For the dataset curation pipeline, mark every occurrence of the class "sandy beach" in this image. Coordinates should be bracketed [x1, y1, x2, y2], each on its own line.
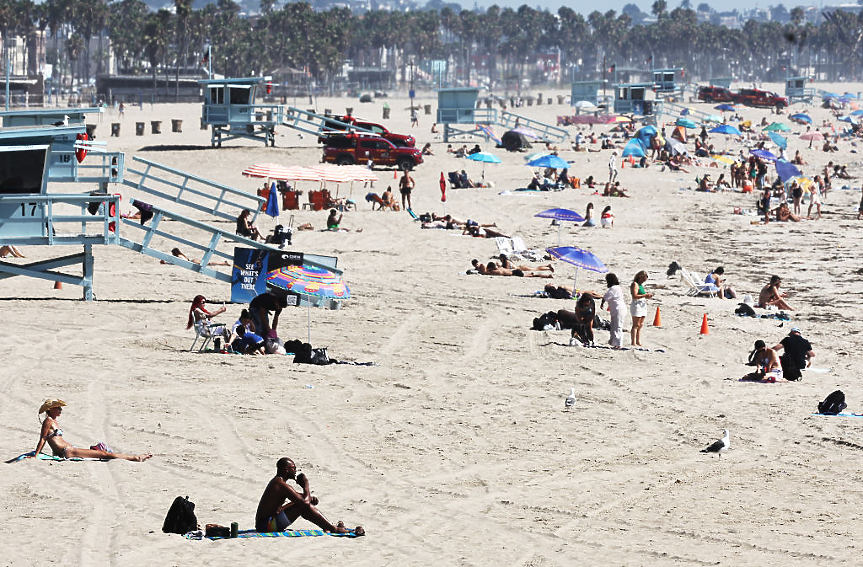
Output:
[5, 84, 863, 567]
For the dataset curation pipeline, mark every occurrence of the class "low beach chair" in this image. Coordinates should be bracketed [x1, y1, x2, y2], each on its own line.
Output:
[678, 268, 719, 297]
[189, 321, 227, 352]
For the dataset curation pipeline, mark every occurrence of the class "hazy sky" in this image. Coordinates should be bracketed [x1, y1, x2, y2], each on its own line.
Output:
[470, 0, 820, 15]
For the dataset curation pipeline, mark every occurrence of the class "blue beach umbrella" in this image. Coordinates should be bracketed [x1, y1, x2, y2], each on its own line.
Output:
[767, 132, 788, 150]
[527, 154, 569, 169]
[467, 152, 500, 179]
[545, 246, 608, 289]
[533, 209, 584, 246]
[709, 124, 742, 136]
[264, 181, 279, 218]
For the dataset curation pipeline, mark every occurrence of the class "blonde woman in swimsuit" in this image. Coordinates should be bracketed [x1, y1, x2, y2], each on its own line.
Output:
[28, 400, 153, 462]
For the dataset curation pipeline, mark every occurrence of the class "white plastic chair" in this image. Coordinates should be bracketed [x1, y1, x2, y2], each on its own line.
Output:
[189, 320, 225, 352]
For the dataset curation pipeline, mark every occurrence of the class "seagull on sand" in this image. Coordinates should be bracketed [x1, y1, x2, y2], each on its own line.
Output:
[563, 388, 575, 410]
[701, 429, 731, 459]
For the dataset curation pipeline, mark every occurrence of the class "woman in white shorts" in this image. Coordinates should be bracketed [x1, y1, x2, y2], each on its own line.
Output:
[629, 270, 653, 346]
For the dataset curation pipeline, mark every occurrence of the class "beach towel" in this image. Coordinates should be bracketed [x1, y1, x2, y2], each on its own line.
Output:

* * *

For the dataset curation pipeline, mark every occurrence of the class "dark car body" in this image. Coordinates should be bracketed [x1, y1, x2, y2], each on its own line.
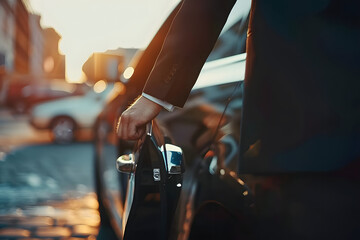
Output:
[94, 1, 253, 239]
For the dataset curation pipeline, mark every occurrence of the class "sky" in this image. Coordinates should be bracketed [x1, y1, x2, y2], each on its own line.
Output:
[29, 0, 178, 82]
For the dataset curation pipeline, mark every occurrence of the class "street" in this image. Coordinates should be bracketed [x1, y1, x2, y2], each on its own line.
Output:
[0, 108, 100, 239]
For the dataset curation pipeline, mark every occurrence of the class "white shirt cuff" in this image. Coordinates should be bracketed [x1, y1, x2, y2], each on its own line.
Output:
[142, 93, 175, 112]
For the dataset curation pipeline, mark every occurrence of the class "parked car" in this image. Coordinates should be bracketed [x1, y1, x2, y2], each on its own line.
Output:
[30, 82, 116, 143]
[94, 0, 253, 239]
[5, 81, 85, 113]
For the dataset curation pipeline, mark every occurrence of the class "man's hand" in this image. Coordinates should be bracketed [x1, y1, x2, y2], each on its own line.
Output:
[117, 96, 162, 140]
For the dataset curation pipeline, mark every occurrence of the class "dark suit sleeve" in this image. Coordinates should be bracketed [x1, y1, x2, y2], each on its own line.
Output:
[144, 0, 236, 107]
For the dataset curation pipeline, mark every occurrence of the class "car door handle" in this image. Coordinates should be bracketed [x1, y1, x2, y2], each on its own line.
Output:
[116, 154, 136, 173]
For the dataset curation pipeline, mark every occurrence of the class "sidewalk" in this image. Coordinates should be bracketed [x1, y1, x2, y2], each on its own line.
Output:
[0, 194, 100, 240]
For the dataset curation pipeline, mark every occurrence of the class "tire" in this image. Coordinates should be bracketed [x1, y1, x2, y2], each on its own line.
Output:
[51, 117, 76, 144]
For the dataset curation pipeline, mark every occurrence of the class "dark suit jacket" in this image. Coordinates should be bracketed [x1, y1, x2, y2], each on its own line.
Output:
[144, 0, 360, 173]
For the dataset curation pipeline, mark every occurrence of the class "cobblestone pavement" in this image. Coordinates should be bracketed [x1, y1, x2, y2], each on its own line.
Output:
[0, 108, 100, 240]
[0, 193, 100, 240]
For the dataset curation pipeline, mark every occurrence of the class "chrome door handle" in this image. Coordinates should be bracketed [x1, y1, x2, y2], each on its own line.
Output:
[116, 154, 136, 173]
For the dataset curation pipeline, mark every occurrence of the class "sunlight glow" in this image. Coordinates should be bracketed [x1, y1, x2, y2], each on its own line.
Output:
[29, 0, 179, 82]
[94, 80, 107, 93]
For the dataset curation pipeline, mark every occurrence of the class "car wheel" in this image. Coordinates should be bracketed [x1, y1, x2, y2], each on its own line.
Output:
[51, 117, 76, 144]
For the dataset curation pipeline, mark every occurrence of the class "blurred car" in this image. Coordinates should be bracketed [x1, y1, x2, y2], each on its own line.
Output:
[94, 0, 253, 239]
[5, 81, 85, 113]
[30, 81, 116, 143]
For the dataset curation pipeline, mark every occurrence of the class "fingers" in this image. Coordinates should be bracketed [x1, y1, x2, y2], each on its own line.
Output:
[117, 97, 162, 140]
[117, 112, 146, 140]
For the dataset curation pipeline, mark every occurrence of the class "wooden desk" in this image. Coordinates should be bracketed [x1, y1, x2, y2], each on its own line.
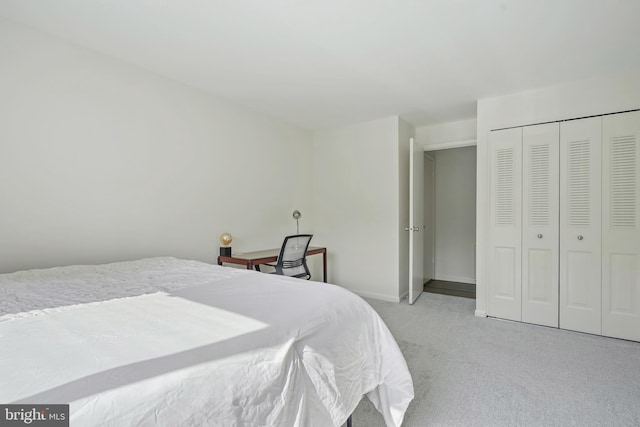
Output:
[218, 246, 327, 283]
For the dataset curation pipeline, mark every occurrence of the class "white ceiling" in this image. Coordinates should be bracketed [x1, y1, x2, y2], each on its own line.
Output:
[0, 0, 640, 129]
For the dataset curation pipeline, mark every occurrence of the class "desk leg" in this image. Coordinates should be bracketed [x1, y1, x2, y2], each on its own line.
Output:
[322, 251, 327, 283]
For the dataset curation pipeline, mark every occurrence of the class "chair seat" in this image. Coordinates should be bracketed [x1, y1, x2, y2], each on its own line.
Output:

--

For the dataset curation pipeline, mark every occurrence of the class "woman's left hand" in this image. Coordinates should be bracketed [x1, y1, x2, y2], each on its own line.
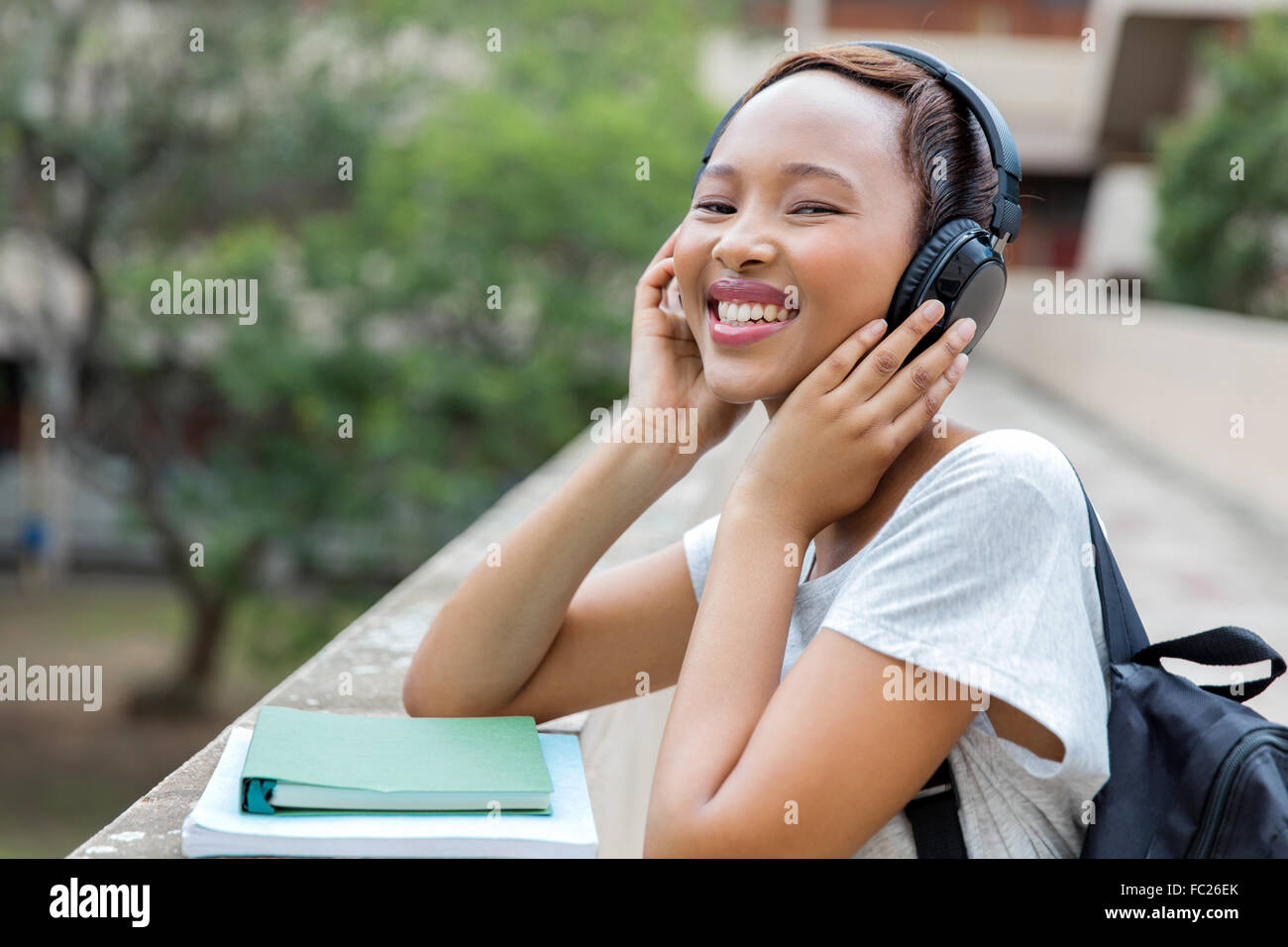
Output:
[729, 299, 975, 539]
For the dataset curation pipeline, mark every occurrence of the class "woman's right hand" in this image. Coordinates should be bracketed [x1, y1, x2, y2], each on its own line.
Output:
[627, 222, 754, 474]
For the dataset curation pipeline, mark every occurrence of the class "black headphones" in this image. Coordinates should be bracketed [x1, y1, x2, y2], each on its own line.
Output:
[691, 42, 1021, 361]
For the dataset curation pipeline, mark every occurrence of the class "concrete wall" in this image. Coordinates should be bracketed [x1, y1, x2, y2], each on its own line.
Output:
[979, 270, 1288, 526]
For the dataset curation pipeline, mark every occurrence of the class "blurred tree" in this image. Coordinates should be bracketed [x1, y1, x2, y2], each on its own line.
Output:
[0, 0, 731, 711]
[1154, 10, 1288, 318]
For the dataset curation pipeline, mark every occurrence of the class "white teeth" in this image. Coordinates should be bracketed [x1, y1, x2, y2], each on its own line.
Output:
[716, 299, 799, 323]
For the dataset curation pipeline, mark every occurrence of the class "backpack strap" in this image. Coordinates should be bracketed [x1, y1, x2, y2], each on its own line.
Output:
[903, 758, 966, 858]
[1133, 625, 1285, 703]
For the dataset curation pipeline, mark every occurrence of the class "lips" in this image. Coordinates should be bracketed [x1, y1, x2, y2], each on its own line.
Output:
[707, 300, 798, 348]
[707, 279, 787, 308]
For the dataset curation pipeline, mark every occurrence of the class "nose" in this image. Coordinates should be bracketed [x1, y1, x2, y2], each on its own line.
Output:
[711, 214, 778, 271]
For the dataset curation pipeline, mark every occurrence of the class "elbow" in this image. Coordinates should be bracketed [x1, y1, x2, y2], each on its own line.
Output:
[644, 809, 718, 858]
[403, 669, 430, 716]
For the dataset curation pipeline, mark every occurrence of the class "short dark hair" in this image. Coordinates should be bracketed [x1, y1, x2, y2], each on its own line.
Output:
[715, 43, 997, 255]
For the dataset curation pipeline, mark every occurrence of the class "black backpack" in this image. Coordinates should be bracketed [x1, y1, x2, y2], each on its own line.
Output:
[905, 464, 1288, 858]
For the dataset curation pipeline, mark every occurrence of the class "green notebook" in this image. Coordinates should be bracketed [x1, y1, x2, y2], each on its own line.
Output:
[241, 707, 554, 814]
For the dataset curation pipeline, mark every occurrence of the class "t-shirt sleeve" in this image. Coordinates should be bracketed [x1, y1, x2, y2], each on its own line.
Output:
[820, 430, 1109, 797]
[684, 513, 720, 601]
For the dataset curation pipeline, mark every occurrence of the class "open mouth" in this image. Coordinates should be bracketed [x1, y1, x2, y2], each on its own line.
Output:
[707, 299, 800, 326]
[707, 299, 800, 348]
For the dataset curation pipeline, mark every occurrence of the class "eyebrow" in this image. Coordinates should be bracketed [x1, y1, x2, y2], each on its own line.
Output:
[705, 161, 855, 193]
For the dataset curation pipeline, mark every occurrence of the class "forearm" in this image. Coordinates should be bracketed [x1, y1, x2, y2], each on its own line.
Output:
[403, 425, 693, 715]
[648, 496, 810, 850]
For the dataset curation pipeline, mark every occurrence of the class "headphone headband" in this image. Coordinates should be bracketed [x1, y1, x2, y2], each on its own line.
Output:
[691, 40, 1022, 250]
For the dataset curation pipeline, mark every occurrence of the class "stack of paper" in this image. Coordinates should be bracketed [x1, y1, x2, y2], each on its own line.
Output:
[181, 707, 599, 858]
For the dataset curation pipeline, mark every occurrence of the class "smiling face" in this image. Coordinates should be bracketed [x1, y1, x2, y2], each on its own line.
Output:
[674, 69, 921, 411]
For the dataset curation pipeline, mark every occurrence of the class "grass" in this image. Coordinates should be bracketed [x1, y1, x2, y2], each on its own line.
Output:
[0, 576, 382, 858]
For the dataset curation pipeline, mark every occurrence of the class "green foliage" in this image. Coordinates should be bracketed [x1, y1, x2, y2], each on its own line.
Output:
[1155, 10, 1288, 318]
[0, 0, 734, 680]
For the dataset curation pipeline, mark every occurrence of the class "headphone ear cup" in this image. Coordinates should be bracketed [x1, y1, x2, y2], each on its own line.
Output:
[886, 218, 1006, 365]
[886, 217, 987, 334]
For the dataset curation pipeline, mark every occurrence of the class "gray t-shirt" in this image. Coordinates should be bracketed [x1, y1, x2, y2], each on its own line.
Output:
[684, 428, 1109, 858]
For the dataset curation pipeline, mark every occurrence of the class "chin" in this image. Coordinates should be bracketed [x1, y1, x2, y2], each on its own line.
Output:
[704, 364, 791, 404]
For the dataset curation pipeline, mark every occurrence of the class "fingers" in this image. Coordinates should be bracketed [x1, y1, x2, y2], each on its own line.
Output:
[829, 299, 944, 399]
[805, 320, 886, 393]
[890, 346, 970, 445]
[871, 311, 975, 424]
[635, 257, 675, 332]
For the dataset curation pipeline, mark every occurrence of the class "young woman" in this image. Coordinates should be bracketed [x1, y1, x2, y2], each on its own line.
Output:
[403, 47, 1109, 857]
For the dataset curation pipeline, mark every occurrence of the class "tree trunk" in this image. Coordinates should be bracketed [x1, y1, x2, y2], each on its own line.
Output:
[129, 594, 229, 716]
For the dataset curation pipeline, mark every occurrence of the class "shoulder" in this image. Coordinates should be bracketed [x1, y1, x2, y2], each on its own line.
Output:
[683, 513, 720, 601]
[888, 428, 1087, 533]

• PROBLEM STATEMENT: Please gather every line of the items above that contains the word "backpack", and copy each of those lines in full.

• ANSWER:
For the dataset curation pipeline, mark every occurrence of the class "backpack strap" in this image. Coordinates should be bracketed [x1, y1, x2, y2], each on its own line.
For the dataset curation pipeline, mark every occurrence of the class "black backpack" in this image. Coordinates should be bracketed [x1, y1, x2, y2], each on its own line.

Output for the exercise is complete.